Wie viele Kinder wurden laut dem Text zur Kriminalstatistik 2015 im vergangenen Jahr durch körperliche Misshandlungen getötet?

━━ ANGEZEIGTER TEXT

Kinderverein kritisiert Ignoranz gegenüber Misshandlungsopfern.
Pures Entsetzen hat die Kriminalstatistik 2015, die kürzlich vom Bundeskriminalamt veröffentlicht wurde, beim Deutschen Kinderverein Essen e.V. ausgelöst. Den aktuellen Zahlen nach wurden im vergangenen Jahr 130 Kinder durch körperliche Misshandlungen getötet – ein Anstieg von 20 Prozent gegenüber dem Vorjahr.

━━━━
━━ BEREITGESTELLTE DATENSÄTZE

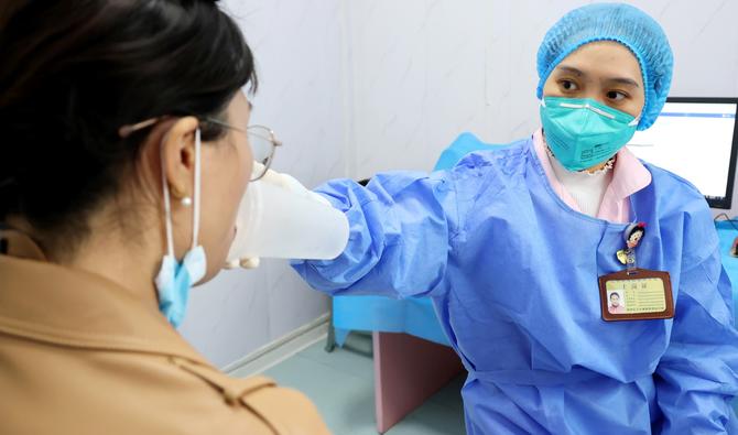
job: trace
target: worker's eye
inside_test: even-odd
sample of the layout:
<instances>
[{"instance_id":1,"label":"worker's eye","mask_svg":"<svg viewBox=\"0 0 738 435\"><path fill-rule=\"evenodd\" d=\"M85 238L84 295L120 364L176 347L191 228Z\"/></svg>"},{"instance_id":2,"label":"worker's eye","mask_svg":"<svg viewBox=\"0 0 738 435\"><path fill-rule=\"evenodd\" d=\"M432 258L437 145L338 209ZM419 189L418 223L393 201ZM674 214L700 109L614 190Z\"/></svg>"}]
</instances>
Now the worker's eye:
<instances>
[{"instance_id":1,"label":"worker's eye","mask_svg":"<svg viewBox=\"0 0 738 435\"><path fill-rule=\"evenodd\" d=\"M561 86L561 88L567 93L572 93L579 89L579 86L575 81L568 79L560 80L558 86Z\"/></svg>"},{"instance_id":2,"label":"worker's eye","mask_svg":"<svg viewBox=\"0 0 738 435\"><path fill-rule=\"evenodd\" d=\"M610 90L607 93L607 99L612 101L622 101L626 98L628 98L628 95L619 90Z\"/></svg>"}]
</instances>

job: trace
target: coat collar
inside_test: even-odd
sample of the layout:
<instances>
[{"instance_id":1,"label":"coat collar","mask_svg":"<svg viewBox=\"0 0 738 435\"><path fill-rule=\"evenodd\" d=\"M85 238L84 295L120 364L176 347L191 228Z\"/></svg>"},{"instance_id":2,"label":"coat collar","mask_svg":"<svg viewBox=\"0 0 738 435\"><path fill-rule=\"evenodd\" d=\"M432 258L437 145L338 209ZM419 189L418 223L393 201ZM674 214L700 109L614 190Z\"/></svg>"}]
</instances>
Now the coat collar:
<instances>
[{"instance_id":1,"label":"coat collar","mask_svg":"<svg viewBox=\"0 0 738 435\"><path fill-rule=\"evenodd\" d=\"M4 242L1 240L4 239ZM207 363L159 311L86 271L44 261L26 236L0 228L0 331L53 345L176 356Z\"/></svg>"}]
</instances>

━━━━

ANTWORT>
130 Kinder.